(Referring expression data)
- - -
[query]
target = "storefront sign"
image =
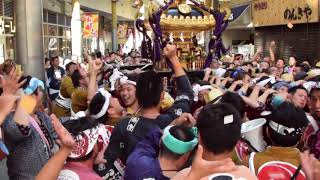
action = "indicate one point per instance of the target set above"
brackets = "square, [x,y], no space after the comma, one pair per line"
[90,25]
[122,33]
[260,5]
[7,26]
[297,13]
[237,12]
[282,12]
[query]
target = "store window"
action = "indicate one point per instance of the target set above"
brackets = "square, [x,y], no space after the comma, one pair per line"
[7,30]
[57,34]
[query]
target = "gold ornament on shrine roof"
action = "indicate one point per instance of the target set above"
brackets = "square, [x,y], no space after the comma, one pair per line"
[185,19]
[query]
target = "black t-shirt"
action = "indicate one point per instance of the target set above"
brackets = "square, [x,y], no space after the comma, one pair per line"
[129,131]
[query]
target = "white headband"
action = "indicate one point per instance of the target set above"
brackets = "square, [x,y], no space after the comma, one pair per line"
[124,80]
[114,77]
[266,81]
[281,129]
[105,106]
[197,88]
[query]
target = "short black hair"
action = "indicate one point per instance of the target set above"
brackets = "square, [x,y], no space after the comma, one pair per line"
[26,84]
[236,101]
[53,58]
[247,63]
[149,89]
[181,133]
[69,65]
[241,75]
[96,105]
[313,90]
[217,136]
[75,128]
[304,67]
[98,54]
[290,116]
[76,77]
[293,90]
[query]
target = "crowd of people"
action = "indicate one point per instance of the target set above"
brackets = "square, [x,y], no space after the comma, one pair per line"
[104,123]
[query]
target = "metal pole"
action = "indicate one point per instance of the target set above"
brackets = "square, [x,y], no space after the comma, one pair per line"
[76,31]
[114,25]
[29,37]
- - -
» PROBLEM DETAILS: Reproduce every entry above exactly, and omit the pictures.

» SOLUTION:
[query]
target = "storefront sign"
image =
action = "indicate one point per instance of the target set above"
brackets = "square, [x,y], no space after the comma, one pair per line"
[90,25]
[122,33]
[260,5]
[7,26]
[297,13]
[237,12]
[282,12]
[query]
target = "store window"
action = "indicate one point per instance of the target set above"
brackets = "square, [x,y], no space after the comma, one pair per line"
[7,30]
[57,34]
[query]
target = "gold ornament on shrine roof"
action = "indicate one point per instance of the target set above"
brackets = "square, [x,y], no space after the comma, one pair per line"
[185,19]
[query]
target = "black t-shirt"
action = "indicate one point per instance of the target set above"
brackets = "square, [x,y], no space after the comma, one pair per line"
[129,131]
[query]
target = "white headband"
action = "indicate one point per instance of the target set above"
brackets = "square, [x,y], no space after the comma, one pair per line"
[124,80]
[114,77]
[266,81]
[281,129]
[105,106]
[197,88]
[query]
target = "short black hair"
action = "indicate one point per instance of the target set above"
brackets = "square, [x,y], no space after the comma, one pair per line"
[26,84]
[236,101]
[53,58]
[247,63]
[149,89]
[181,133]
[69,65]
[241,75]
[96,105]
[313,90]
[217,136]
[75,128]
[304,67]
[98,54]
[290,116]
[76,77]
[293,90]
[query]
target = "crowd of people"
action = "indicate one point per instance of the target set above"
brackets = "square, [x,y], no space after the comma, one pair per line"
[104,123]
[query]
target = "metal pole"
action = "indicate one point per instance of the target set above"
brackets = "square, [x,y], no space after the comma, one pair per line"
[76,31]
[114,25]
[29,37]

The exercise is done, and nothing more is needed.